To be done = Reproduce each of the rows below verbatim, keeping their order and line breaks.

Provided information =
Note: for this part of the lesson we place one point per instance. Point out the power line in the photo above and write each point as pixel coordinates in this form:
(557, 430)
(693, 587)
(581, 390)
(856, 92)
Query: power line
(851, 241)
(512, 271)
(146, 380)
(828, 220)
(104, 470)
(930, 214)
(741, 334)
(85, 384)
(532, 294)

Solution for this problem =
Note: for this part of the lesson we place one point per instance. Point out the power line in the photo above and write each point as pixel coordinates in this form:
(557, 430)
(693, 587)
(581, 390)
(856, 92)
Query: power line
(851, 241)
(512, 271)
(146, 380)
(828, 220)
(104, 470)
(930, 214)
(741, 334)
(85, 384)
(532, 294)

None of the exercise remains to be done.